### TASK PROMPT
In the article on the REPLACE study, reproduce everything from "More patients met" down to "sildenafil or tadalafil.", word for word.

[Opening EXCERPTED TEXT section]

September 24, 2020
2 min read
Hoeper MM, et al. ALERT: Pneumothorax, cough, PAH, alveolar proteinosis. Presented at: European Respiratory Society International Congress; Sept. 7-9, 2020 (virtual meeting).
The REPLACE study was co-funded by Bayer AG and Merck Sharp & Dohme Corp. Hoeper reports receiving fees from Acceleron, Actelion, Bayer, Janssen, Merck and Pfizer.
Patients with pulmonary arterial hypertension at intermediate risk who switched from phosphodiesterase type 5 inhibitors to riociguat experienced clinical improvement at 24 weeks, according to results of the REPLACE study.
Marius M. Hoeper, MD, senior physician in the department of respiratory medicine and professor of pulmonary hypertension at Hannover Medical School and the German Center for Lung Research, and colleagues conducted REPLACE, a prospective, randomized, open-label, 24-week, phase 4, multicenter study to investigate switching from a phosphodiesterase type 5 (PDE5) inhibitor to riociguat (Adempas, Bayer), an oral guanylate cyclase stimulator, or maintaining PDE5 inhibitor treatment. The study enrolled 226 patients with PAH at intermediate risk. At baseline, patients had WHO functional class 3 and a 6-minute walking distance of 165 m to 440 m.
Patients were randomly assigned to continue PDE5 inhibitors, including oral sildenafil and tadalafil (n = 115; mean age, 49 years; 83% women), or switch to riociguat 2.5 mg thrice daily (n = 111; mean age, 49 years; 74% women) for 24 weeks. Primary endpoint was clinical improvement at 24 weeks, which was defined by reaching two or more of the following: 6-minute walk distance improvement of at least 30 m or 10% from baseline, WHO functional class status 1 or 2 or N-terminal pro-B-type natriuretic peptide (NT-proBNP) reduction of at least 30% from baseline.
More patients met the primary endpoint after switching to riociguat compared with maintaining PDE5 inhibitors (41% vs. 20%; P = .0007).
At 24 weeks, 1% of patients who switched to riociguat vs. 9% who maintained PDE5 inhibitors experienced an adjudicated clinical worsening event (OR = 0.1; 95% CI, 0.013-0.725; P = .0046). Time to first clinical worsening event was significantly longer in those who switched to riociguat compared with those who maintained PDE5 inhibitors (P = .007). These findings were consistent across PAH subtypes, whether the patient started with monotherapy or combination therapy, or whether the patient received sildenafil or tadalafil.
WHO functional class improved from baseline to 24 weeks in 44% of patients who switched to riociguat vs. 23% of patients who maintained PDE5 inhibitors. The mean treatment difference between groups was 23 m (P = .0542). Researchers also observed improvement in NT-proBNP with riociguat vs. continued PDE5 inhibitors, with a mean treatment difference of –170 pg/mL (P = .01067). Hoeper also reported significant improvements in WHO functional class in the group that switched to riociguat, with a mean difference between groups of –0.26 (95% CI, –0.42 to –0.11; P = .0007).
The frequency of adverse events was similar in both groups, at 71% in the riociguat group vs. 66% in the PDE5 group. The frequency of serious adverse events was also similar, at 7% in the riociguat group vs. 17% in the PDE5 group. Seven patients in each treatment arm discontinued drug treatment and four patients in the PDE5 inhibitor arm died during the study period.
“Patients switching from PDE5 inhibitors to riociguat had a significantly higher likelihood of clinical improvement and also a significantly reduced rate of clinical worsening compared with patients [who] remained on PDE5 inhibitors,” Hoeper said during his presentation. “At the same time, riociguat was well tolerated in patients switching from PDE5 inhibitors and the safety data that we’ve seen were consistent with the known safety profile of the drug. Overall, switching from PDE5 inhibitors to riociguat seems to benefit some patients with PAH at intermediate risk and it may become a new treatment option for these patients.”

[Closing EXCERPTED TEXT section]
[Opening ENTRIES SHOWN section]

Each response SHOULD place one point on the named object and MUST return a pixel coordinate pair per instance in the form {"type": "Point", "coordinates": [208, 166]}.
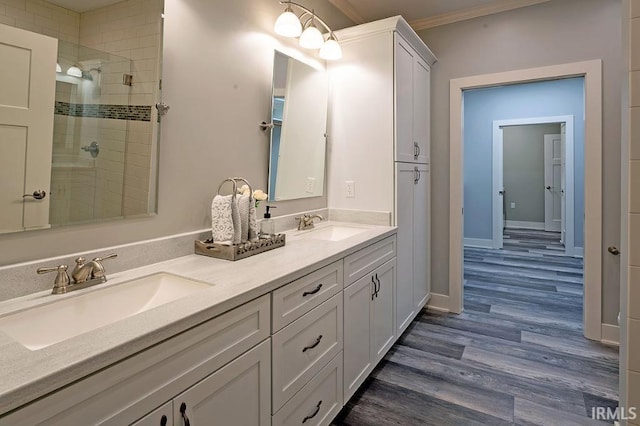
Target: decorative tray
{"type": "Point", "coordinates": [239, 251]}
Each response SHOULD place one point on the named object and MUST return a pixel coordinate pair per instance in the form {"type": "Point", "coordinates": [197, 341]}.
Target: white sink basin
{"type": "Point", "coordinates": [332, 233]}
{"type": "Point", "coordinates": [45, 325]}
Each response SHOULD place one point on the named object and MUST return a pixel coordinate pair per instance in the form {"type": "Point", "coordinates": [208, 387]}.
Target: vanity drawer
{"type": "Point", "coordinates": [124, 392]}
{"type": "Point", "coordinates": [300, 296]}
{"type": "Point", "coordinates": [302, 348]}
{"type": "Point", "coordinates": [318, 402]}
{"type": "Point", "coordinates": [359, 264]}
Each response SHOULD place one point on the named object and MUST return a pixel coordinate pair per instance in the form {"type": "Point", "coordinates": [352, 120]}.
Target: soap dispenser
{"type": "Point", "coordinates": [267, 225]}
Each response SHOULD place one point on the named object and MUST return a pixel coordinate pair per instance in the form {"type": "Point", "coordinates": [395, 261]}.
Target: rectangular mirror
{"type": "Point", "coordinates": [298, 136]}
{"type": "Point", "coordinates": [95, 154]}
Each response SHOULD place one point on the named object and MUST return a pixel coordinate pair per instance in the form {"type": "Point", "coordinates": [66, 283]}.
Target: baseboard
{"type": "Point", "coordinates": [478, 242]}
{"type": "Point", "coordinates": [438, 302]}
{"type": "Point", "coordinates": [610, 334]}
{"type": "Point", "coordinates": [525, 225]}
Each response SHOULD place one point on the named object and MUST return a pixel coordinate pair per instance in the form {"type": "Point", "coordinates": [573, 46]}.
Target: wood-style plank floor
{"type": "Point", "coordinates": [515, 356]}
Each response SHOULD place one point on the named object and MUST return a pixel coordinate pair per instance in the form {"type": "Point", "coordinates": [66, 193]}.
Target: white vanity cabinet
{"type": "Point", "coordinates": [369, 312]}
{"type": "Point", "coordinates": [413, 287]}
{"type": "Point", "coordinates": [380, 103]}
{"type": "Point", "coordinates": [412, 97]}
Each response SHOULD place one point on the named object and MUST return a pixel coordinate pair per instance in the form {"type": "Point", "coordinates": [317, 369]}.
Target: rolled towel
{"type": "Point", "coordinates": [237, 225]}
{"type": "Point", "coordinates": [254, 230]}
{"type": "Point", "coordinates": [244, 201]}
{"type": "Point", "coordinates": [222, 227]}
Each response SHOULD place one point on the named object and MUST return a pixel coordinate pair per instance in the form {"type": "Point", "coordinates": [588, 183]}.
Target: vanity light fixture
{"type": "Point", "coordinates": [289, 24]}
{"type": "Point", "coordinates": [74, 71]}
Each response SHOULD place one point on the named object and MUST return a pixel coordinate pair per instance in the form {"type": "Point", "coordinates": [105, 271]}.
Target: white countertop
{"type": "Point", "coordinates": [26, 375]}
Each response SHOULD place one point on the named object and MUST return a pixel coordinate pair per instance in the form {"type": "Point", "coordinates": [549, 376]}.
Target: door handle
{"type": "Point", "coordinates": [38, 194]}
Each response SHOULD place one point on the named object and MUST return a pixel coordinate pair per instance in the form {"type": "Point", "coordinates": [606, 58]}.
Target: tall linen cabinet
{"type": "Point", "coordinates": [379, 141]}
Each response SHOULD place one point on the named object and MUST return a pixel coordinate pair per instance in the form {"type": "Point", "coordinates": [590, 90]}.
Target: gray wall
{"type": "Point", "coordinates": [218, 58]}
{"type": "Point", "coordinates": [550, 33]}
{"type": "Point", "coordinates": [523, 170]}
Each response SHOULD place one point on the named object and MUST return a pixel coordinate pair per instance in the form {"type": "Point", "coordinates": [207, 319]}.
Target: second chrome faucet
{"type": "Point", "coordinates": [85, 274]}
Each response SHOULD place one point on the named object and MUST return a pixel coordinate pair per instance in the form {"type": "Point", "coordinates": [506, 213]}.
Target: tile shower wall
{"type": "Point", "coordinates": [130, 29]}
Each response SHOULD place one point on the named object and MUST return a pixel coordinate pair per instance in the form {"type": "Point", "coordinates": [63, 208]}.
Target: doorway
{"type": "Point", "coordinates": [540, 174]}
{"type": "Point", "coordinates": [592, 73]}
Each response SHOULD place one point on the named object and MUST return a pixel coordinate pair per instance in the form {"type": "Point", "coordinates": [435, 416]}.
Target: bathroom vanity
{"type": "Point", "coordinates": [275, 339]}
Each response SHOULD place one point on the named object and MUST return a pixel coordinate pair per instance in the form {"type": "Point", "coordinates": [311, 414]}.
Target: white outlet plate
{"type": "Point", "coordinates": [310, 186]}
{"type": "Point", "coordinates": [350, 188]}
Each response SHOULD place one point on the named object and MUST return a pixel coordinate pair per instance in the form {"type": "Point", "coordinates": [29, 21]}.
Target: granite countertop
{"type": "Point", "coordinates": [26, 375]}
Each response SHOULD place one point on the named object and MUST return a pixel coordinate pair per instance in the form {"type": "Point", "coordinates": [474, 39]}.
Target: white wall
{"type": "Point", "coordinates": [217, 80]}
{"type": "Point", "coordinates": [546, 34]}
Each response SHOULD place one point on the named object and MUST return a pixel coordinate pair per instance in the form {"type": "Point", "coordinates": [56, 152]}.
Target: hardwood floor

[Closing ENTRIES SHOWN section]
[Opening ENTRIES SHOWN section]

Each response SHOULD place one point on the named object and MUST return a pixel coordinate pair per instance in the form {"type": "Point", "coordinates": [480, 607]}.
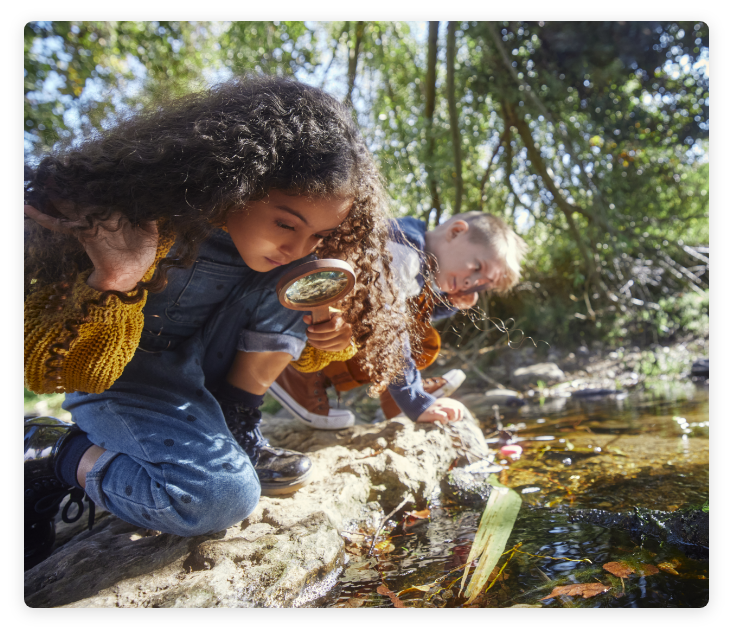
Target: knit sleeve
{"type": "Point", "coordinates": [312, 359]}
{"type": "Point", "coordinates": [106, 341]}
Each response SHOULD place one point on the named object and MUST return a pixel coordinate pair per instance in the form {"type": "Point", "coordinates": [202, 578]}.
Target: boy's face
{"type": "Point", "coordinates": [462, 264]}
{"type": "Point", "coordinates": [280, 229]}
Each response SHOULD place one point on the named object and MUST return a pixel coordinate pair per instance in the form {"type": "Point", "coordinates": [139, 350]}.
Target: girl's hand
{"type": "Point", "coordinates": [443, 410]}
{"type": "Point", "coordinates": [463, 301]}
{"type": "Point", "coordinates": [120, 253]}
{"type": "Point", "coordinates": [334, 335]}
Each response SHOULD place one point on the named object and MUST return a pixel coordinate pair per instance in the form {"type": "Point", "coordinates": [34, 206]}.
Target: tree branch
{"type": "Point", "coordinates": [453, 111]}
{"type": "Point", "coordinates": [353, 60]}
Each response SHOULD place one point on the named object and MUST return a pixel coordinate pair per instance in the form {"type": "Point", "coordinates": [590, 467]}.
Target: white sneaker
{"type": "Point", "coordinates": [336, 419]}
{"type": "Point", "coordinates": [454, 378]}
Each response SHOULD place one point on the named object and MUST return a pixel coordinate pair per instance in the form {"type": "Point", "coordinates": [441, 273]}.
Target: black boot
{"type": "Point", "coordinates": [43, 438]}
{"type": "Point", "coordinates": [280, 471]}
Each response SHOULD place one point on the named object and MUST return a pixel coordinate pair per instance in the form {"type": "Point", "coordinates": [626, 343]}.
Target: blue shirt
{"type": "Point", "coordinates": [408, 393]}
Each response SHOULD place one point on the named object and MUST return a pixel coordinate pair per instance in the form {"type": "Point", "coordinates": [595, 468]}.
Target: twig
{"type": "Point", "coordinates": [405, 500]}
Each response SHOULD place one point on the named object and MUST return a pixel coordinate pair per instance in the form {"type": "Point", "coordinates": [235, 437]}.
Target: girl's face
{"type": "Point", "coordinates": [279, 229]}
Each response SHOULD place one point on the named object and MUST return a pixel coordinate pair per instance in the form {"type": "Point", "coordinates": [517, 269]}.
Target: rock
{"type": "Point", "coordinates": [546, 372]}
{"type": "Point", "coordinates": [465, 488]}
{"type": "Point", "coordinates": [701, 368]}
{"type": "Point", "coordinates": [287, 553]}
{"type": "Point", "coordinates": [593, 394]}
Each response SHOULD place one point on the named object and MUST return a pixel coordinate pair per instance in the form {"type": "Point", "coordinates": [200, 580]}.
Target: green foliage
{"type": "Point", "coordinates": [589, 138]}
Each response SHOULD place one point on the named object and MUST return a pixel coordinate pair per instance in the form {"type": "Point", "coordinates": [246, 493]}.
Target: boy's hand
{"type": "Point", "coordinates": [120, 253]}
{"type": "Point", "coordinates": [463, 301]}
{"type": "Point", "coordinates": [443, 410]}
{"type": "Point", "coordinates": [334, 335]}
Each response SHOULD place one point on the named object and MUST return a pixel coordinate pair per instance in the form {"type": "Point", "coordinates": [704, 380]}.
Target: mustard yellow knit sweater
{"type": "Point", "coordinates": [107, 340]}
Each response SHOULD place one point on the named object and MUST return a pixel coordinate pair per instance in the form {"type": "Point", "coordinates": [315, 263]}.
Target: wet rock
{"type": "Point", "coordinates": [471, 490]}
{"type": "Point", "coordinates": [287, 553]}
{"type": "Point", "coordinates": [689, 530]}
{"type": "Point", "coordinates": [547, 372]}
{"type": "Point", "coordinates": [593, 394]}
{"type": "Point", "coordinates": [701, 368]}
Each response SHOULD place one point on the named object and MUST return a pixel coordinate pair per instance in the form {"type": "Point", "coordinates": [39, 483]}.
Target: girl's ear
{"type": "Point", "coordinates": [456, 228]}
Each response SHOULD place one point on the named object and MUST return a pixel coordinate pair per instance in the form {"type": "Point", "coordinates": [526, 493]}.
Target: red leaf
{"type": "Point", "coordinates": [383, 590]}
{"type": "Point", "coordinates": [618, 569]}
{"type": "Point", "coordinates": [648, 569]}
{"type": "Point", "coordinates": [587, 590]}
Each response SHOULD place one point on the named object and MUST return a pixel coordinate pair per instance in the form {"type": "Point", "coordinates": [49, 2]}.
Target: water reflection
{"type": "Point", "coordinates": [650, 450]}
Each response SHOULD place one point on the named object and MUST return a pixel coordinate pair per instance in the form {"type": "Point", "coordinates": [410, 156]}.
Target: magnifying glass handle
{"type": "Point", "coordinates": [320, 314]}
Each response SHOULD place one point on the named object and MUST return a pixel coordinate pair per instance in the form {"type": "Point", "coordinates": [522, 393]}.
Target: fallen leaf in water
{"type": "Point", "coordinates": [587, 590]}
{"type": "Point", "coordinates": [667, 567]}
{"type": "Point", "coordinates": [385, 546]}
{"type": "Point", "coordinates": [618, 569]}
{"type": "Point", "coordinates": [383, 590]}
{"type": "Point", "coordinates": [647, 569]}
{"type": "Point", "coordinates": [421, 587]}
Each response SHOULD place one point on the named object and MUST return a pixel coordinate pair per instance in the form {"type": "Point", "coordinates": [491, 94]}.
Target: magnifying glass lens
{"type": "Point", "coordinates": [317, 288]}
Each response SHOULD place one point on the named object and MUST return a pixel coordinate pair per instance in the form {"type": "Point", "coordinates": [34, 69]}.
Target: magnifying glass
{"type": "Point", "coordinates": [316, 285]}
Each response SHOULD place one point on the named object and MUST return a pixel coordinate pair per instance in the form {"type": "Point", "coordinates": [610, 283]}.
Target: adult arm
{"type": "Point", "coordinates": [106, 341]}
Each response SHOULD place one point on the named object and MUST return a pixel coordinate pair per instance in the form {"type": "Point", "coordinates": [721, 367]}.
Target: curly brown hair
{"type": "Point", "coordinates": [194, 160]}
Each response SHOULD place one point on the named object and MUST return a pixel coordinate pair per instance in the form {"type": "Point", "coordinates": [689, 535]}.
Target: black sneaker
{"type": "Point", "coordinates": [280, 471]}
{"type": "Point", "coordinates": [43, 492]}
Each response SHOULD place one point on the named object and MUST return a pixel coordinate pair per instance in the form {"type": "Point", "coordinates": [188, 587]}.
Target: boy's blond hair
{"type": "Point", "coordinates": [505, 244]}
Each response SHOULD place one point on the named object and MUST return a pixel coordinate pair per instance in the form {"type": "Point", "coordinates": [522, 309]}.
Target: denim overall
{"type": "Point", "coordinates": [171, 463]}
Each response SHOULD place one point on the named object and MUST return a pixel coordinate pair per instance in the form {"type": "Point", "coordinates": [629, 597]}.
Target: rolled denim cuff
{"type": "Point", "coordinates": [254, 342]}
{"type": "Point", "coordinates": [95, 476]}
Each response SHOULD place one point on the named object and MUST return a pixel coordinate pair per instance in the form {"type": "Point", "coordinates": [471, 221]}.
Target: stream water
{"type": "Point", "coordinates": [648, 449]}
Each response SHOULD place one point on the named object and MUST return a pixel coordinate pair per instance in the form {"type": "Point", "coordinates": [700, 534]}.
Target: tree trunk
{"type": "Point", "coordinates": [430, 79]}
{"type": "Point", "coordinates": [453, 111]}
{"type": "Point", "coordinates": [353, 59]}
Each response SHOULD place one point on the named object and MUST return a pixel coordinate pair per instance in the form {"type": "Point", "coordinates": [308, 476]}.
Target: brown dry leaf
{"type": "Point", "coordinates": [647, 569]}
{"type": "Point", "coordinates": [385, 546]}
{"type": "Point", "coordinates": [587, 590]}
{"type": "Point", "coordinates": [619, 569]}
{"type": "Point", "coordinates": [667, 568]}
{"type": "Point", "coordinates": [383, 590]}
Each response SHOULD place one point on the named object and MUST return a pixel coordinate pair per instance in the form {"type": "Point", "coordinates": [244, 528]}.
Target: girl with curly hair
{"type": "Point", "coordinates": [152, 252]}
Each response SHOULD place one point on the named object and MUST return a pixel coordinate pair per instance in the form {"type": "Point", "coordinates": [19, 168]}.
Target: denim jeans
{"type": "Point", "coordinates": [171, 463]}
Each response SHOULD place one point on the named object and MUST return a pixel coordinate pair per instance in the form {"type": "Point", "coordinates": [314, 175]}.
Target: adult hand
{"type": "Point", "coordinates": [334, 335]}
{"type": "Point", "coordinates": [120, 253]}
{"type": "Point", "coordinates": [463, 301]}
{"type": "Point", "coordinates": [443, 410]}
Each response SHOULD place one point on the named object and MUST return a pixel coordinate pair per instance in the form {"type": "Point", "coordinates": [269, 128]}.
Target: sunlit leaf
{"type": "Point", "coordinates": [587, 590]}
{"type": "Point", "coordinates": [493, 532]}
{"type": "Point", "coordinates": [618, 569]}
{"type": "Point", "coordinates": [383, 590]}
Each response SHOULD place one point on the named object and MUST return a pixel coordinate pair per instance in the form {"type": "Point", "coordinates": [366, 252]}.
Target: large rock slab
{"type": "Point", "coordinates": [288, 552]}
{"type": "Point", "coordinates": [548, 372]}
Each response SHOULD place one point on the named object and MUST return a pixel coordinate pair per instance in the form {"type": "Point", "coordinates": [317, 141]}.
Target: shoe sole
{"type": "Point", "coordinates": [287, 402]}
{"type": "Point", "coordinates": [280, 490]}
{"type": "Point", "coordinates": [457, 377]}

[Closing ENTRIES SHOWN section]
[Opening ENTRIES SHOWN section]

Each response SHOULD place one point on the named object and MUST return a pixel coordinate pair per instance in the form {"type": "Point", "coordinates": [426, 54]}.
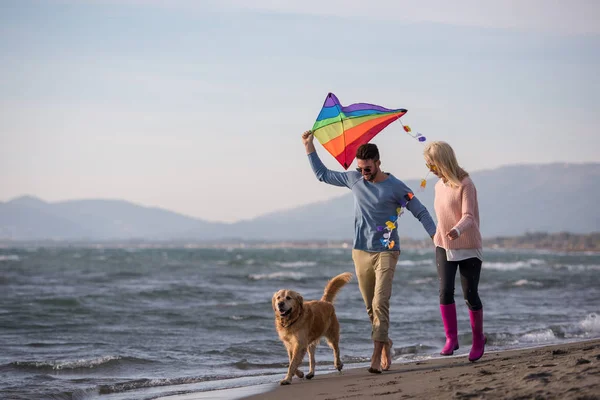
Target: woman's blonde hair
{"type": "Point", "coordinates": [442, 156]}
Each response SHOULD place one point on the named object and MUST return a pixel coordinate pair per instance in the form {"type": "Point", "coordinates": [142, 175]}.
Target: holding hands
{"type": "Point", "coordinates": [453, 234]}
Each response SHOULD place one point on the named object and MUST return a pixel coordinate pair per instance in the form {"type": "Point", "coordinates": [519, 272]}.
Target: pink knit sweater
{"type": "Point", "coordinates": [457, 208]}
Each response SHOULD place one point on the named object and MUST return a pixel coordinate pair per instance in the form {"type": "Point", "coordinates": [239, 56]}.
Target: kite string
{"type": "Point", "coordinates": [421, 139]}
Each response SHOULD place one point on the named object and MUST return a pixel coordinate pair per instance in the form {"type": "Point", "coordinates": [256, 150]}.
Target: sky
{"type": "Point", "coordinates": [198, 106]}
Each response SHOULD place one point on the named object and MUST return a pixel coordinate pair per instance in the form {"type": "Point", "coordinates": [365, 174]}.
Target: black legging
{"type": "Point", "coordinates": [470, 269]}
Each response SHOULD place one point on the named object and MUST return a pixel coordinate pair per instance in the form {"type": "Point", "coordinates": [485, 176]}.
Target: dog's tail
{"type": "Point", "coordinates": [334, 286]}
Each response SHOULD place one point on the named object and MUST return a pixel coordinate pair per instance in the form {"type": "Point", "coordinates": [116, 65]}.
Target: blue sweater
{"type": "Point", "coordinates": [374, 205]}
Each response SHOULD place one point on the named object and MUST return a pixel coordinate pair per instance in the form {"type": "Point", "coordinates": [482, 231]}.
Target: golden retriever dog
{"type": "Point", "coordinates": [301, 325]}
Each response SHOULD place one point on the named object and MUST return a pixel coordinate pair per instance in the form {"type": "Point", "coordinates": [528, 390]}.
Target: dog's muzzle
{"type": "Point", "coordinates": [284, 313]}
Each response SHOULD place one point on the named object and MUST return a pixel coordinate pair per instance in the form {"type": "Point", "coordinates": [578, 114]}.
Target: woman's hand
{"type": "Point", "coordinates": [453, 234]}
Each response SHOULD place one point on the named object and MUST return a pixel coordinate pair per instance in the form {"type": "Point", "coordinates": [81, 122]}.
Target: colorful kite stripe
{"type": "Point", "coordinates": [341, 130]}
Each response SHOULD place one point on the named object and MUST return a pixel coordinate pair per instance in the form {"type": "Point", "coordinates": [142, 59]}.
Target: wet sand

[Closing ENTRIES SHOWN section]

### PROBLEM SOLUTION
More patients met the primary endpoint after switching to riociguat compared with maintaining PDE5 inhibitors (41% vs. 20%; P = .0007).
At 24 weeks, 1% of patients who switched to riociguat vs. 9% who maintained PDE5 inhibitors experienced an adjudicated clinical worsening event (OR = 0.1; 95% CI, 0.013-0.725; P = .0046). Time to first clinical worsening event was significantly longer in those who switched to riociguat compared with those who maintained PDE5 inhibitors (P = .007). These findings were consistent across PAH subtypes, whether the patient started with monotherapy or combination therapy, or whether the patient received sildenafil or tadalafil.